# TASK:
Your task is to repeat all of the data exactly while excluding the pictures.

# DATA IN THIS EXERCISE:
○ ○ ○ ○
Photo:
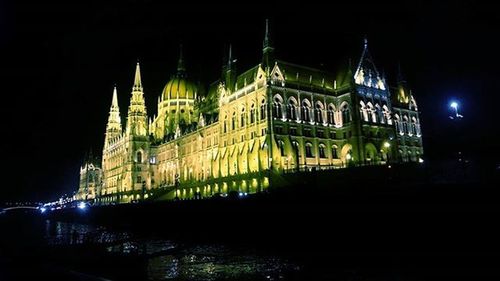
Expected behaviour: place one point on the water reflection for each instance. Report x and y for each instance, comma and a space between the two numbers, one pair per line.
218, 263
63, 233
168, 260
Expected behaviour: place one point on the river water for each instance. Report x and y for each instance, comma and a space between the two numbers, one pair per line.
33, 247
163, 259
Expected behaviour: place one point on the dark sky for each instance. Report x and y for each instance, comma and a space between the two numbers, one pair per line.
61, 60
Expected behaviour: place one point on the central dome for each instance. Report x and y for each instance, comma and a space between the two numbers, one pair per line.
179, 88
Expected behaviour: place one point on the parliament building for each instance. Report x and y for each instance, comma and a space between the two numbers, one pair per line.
275, 118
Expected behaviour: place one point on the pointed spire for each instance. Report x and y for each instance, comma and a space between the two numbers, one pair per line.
230, 57
267, 48
114, 101
266, 36
366, 69
181, 67
137, 80
114, 127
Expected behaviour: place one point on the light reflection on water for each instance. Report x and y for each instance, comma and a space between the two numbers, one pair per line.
167, 260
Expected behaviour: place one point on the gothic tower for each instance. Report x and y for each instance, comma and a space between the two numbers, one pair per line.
114, 126
137, 117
○ ○ ○ ○
# TASK SOLUTION:
Photo:
Expected behaviour: place one point on the water reflection for each instance. Report x and y for each instance, comma and a space between the two numbers, one pair per line.
218, 263
63, 233
168, 260
Expected behaviour: place one point on the river water for each instance. Report x and y for each instance, comma and a space between the two numbers, one pair per line.
33, 247
163, 259
Expected behaviour: place one point on the dark sky for each instance. Report x and y for each instance, comma and a space between the two numbers, one pair per line.
61, 60
Expected behaviour: place one point on the central dome for each instance. Report x and y for each instance, comma and a space between the two numbers, one pair per line.
179, 88
Expected behaviour: place one point on the parliament building for each instance. Report x and y for each instance, comma and a space between the two numbers, one pair per line.
275, 118
Expected behaviour: place one point on the pointed spire for each instance. Report x and y for each instance, comma and a space between the two numbers, one pair per line.
230, 57
267, 48
114, 101
266, 36
366, 69
181, 67
137, 80
114, 127
Expected behaviour: place one point on the light reflection on water for each instance. Report x and y for each instance, comma and a space between the two numbers, one pair per line.
167, 260
Expected behaviour: place one point on the gothic tower for each instance. Report x and y for each instance, comma and a space between the two numbers, one pair per line.
114, 126
137, 117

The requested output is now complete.